▶ [PAGE EXTRACT]
───

This problems purpose is to deduplicate raw location data.

This project is part of The Erdos Institute's data science boot camp and is a proposed model for a Kaggle competition sponsored by Foursquare. Raw data contains over half a million locations of commercial points of interest around the world. This raw data may also contain incorrect or artificial entries as well as additional noise (The raw data is not included due to the nature of the Kaggle competition).

Table of contents

Exploratory Data Analysis

All data points have the features: id, name, latitude, longitude, country, and point of interest (POI). However a data point can also have features: address, city, state, zip, url, phone, and categories. A lot of data points are sparse and missing these additional features, instead they contain a NaN entry. The data supplied by Kaggle also contained a pairs dataset where each entry is data points from our train set and the additional feature ‘match’ which is boolean and specifies whether two points are a match, ie. they describe the same POI.

───

▶ [SOURCE RECORDS]

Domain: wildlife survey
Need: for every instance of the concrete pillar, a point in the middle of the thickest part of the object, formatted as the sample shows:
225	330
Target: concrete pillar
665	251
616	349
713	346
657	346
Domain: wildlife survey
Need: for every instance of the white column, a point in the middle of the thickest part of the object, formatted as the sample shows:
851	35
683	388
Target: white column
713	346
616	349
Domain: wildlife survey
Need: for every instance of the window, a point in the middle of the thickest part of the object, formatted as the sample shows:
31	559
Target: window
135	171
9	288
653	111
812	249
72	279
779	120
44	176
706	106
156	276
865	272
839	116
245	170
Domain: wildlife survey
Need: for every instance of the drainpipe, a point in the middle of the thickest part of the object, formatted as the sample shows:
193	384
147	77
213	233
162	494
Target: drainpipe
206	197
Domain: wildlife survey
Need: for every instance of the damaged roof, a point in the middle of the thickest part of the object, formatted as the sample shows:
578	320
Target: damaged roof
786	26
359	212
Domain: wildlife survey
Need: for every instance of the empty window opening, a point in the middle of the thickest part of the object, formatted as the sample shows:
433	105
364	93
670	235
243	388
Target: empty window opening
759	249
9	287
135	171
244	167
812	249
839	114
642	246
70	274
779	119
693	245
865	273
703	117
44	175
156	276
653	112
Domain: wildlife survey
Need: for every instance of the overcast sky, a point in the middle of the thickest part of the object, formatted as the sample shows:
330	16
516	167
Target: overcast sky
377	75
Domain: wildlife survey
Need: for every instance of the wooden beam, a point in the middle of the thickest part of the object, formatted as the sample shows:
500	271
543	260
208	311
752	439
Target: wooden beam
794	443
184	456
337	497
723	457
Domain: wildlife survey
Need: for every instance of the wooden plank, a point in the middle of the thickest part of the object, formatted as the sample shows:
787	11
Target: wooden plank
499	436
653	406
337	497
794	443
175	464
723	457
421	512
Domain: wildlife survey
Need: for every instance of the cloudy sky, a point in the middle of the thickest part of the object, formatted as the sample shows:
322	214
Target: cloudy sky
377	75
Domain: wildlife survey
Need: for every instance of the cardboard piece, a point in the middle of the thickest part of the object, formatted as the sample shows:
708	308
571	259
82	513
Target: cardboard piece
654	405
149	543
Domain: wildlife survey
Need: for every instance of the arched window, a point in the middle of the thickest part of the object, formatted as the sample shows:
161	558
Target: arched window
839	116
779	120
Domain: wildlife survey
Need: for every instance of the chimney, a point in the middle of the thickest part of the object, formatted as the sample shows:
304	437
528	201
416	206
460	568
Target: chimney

───

▶ [SET TASKS]
- 1) Please rewrite the project description from "This project is" up to and including "the Kaggle competition).", substituting "Kaggle contest" for "Kaggle competition".
- 2) Copy out each line of the records that contains the string "beam".
The records have no connection to the project description.

▶ [RESULTS BY TASK]
- 1)
This project is part of The Erdos Institute's data science boot camp and is a proposed model for a Kaggle contest sponsored by Foursquare. Raw data contains over half a million locations of commercial points of interest around the world. This raw data may also contain incorrect or artificial entries as well as additional noise (The raw data is not included due to the nature of the Kaggle contest).

- 2)
Need: for every instance of the wooden beam, a point in the middle of the thickest part of the object, formatted as the sample shows:
Target: wooden beam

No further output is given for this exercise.